*** Block opens ***
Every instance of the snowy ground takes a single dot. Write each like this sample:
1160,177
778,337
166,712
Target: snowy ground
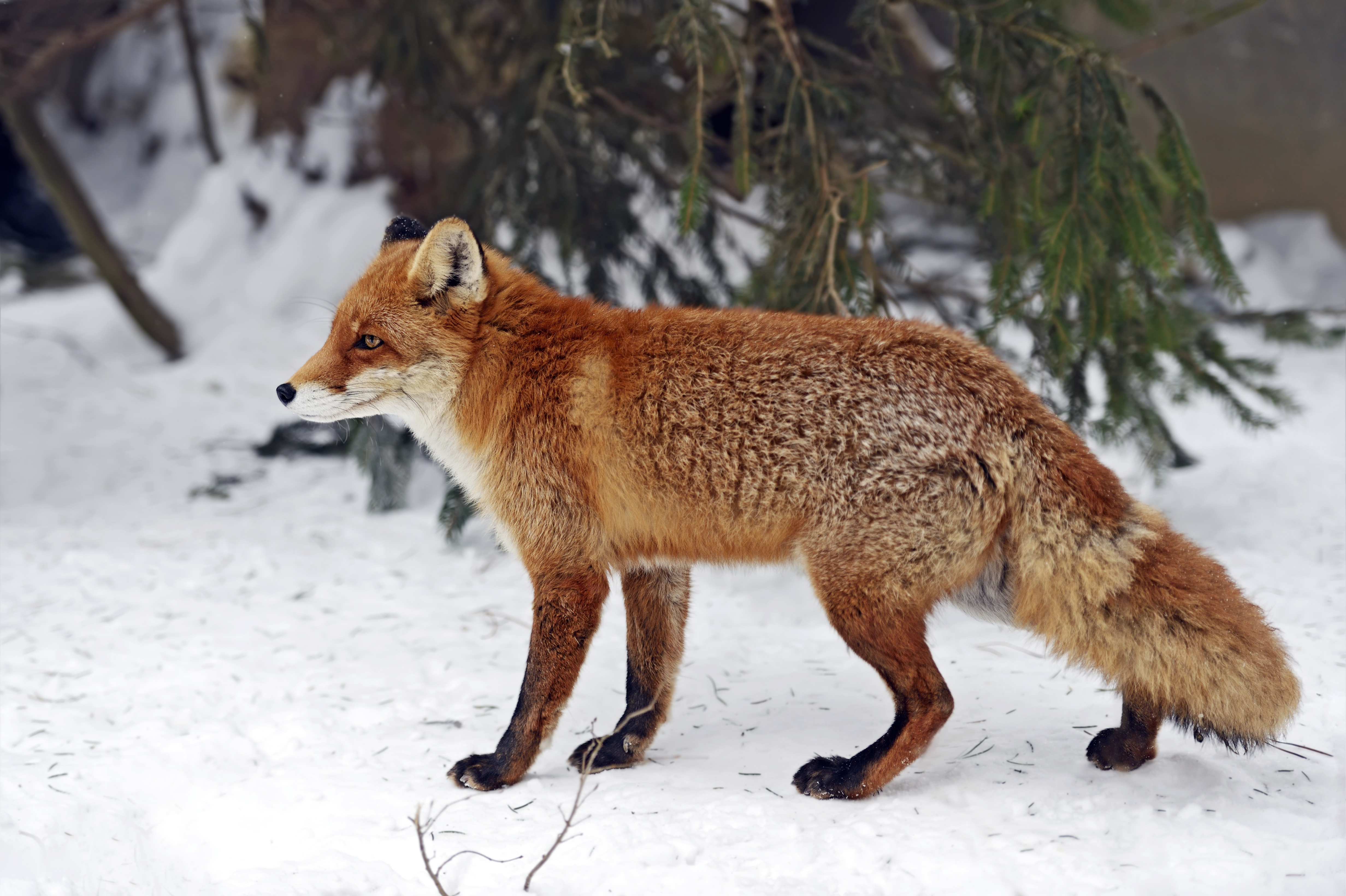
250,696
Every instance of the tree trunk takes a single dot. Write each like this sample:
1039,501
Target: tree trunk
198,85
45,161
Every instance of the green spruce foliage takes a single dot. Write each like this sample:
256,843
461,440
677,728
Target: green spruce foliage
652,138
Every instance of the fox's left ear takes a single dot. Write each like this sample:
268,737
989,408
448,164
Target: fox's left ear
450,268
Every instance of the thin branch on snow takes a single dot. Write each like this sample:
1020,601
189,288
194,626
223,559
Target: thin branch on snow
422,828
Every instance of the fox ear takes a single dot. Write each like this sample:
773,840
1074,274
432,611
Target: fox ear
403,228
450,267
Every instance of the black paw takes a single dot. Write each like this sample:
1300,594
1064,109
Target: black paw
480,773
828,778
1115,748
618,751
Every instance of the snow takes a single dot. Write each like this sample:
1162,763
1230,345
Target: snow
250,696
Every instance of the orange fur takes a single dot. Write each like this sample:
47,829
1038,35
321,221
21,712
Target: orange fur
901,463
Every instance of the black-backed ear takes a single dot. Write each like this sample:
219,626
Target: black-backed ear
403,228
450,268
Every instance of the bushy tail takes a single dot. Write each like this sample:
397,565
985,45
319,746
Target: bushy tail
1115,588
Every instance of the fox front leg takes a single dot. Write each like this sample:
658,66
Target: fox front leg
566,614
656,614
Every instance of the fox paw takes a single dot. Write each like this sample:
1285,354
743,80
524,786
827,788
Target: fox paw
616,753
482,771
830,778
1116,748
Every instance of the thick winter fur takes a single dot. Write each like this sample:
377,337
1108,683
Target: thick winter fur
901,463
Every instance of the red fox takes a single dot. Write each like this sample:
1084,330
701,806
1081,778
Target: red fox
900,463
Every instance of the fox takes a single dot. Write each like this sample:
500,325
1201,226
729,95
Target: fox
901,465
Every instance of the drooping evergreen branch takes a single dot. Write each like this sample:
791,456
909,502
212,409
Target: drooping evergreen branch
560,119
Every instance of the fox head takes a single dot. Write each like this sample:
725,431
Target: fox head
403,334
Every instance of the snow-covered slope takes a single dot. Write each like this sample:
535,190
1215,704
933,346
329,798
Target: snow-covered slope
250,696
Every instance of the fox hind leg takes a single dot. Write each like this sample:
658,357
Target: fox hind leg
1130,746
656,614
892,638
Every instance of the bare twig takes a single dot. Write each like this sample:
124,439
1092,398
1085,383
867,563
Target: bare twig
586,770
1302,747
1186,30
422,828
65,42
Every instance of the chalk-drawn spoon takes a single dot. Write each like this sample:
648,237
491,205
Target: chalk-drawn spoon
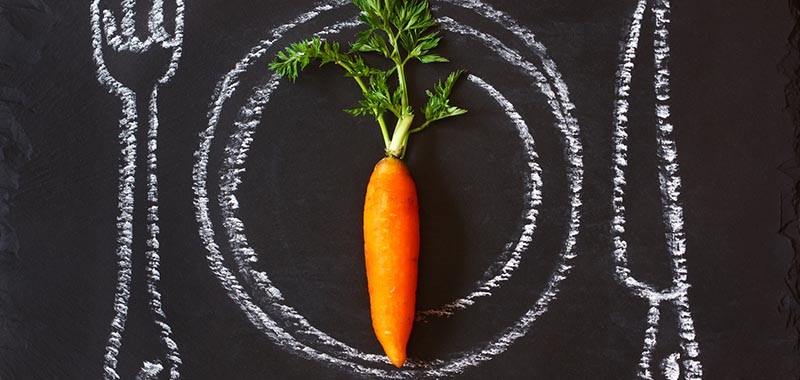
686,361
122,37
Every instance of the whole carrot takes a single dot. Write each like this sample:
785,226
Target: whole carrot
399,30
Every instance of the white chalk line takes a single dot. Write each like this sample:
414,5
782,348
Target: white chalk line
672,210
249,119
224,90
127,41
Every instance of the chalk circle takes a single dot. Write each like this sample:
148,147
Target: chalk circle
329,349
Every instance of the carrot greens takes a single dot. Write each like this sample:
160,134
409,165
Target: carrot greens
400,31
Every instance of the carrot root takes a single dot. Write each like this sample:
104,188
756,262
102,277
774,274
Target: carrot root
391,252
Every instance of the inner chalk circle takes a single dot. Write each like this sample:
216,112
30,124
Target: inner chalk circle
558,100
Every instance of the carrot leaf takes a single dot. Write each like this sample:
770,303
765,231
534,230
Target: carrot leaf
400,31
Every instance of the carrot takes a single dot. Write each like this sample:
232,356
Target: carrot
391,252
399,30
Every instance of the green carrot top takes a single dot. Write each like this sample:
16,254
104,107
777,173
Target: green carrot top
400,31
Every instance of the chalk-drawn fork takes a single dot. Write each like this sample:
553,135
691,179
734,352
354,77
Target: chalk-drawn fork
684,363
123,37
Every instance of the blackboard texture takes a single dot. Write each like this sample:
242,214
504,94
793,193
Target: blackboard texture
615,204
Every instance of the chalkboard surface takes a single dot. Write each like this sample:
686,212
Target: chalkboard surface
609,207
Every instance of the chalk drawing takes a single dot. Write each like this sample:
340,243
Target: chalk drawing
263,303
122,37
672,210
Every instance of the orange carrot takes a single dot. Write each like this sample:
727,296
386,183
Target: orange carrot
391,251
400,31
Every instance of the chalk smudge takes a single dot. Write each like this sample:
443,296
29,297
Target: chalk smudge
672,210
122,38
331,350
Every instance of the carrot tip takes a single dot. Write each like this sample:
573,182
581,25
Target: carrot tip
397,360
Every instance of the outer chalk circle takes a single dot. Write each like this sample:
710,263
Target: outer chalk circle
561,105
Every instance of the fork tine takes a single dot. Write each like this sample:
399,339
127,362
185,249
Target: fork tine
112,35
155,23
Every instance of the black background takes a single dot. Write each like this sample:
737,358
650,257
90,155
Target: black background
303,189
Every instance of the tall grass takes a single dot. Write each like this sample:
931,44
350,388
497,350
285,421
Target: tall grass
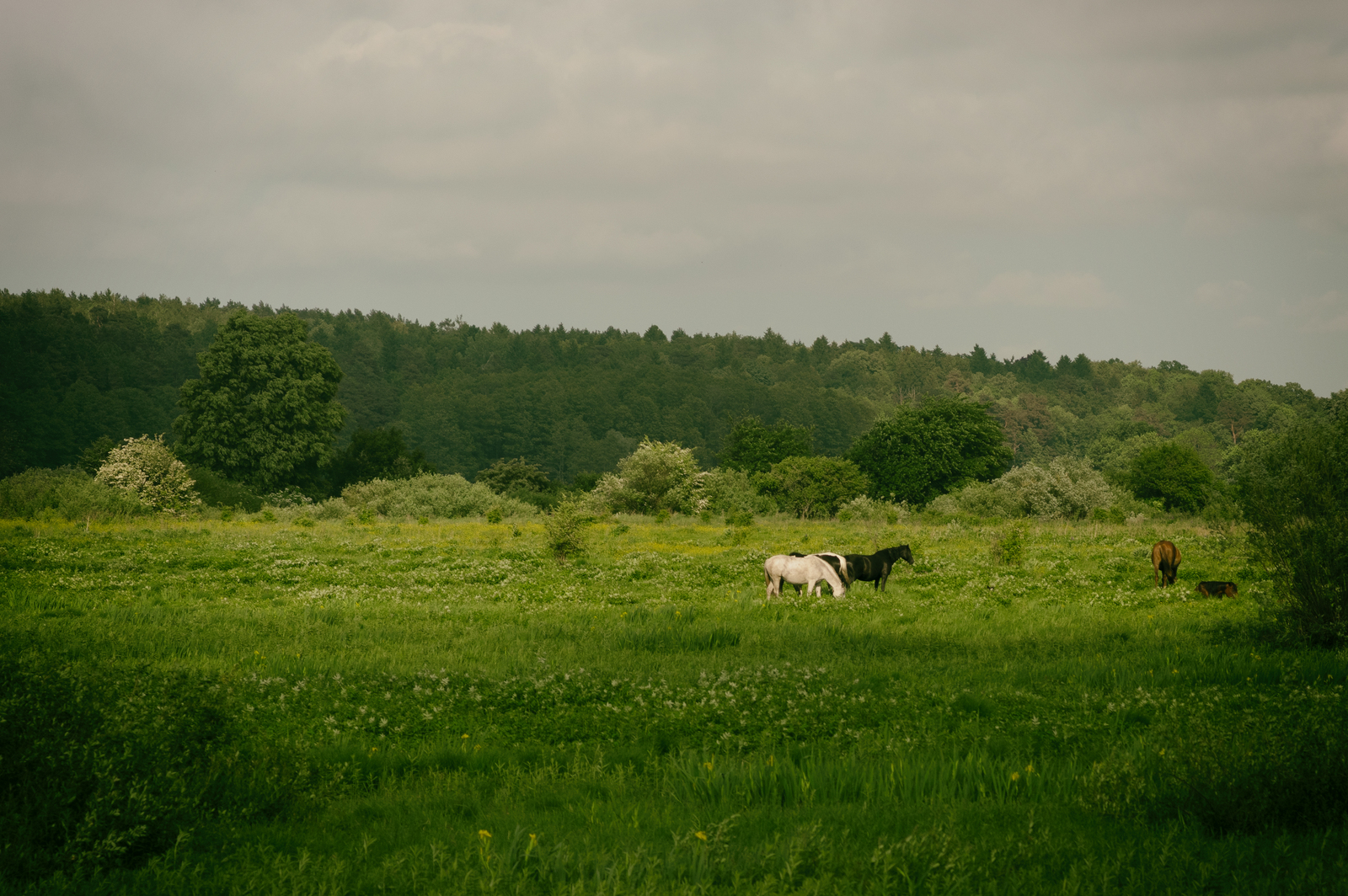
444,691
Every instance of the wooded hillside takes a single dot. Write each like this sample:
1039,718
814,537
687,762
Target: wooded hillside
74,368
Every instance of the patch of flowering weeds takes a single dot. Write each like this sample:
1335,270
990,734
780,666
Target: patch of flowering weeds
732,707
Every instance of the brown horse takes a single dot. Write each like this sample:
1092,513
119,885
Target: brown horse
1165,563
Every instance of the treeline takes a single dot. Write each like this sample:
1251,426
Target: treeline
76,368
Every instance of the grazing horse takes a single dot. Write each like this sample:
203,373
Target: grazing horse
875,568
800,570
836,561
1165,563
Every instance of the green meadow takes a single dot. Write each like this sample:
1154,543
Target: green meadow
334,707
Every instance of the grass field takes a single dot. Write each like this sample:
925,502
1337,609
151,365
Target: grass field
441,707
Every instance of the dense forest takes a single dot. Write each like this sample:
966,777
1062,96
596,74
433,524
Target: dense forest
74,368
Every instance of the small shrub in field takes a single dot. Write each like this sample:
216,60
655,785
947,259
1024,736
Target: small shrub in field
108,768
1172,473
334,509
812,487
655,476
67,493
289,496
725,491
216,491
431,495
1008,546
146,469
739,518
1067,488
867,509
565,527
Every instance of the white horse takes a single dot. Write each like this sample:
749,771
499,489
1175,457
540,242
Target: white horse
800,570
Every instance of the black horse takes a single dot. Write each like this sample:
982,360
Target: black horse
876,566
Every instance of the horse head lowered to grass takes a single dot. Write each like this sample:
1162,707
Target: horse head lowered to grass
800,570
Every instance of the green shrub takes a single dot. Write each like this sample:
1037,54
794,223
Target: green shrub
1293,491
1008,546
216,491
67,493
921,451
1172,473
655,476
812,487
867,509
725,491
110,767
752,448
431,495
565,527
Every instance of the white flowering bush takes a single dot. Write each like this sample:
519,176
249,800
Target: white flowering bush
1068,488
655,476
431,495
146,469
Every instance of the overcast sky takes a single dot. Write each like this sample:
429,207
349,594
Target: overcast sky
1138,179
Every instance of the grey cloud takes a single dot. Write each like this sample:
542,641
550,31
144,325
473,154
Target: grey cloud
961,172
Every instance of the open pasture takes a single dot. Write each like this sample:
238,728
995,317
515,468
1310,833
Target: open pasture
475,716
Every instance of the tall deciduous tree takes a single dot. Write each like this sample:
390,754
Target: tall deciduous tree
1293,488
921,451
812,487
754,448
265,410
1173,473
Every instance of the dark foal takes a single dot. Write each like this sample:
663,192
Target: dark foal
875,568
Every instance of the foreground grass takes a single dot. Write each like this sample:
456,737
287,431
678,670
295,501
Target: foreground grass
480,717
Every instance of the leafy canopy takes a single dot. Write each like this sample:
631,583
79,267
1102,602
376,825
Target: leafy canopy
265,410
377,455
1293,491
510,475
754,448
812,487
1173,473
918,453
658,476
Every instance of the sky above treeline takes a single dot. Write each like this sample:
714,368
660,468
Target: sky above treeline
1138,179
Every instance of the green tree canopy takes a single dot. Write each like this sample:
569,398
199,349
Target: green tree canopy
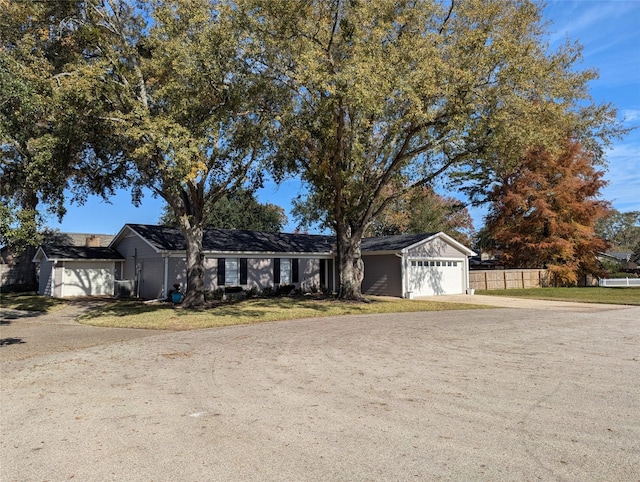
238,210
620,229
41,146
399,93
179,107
*** Block closes ***
● **EXERCISE INSTRUCTIONS**: Between and including the line above that contains "Target: thick winter fur" and the line that contains "Every instance of the whole", restate every line word for word. Pictures stay out.

● **EXPECTED OUTPUT**:
Target: thick winter fur
901,463
Every instance of the red fox takes a single dot. Write each like this sample:
1084,330
701,806
1081,778
Target: red fox
900,463
Every instance of the fox takes a single dot. Write each like this sample:
500,325
1201,226
729,95
Target: fox
901,465
Every instance of the drooping evergreen branch takes a single dot. Write each like this sample:
791,456
909,502
212,409
Target: drooping evergreen branch
560,119
Every instance of the fox head takes a single dot. Write each like this sample:
725,431
Target: fox head
403,334
Every instance of the snow-covered slope takes a single dot. Write each like this sample:
535,190
1215,704
933,346
329,798
Target: snow-covered slope
250,696
Every instance of the fox hind leg takes a single dot. Write each like this sample:
658,357
Target: fox hind leg
1130,746
656,614
892,638
Every instance of the bare twig takes a single dot. Write each like this sample:
124,439
1092,398
1085,383
867,563
Target: bare twig
586,770
1302,747
1186,30
422,828
65,42
Every instance of the chalk-drawn spoon takes a single dot. Write each like this sample:
648,237
491,205
Target: chalk-drawn spoon
686,361
122,37
Every instance of the whole carrot takes a single dot. Write each like this sample:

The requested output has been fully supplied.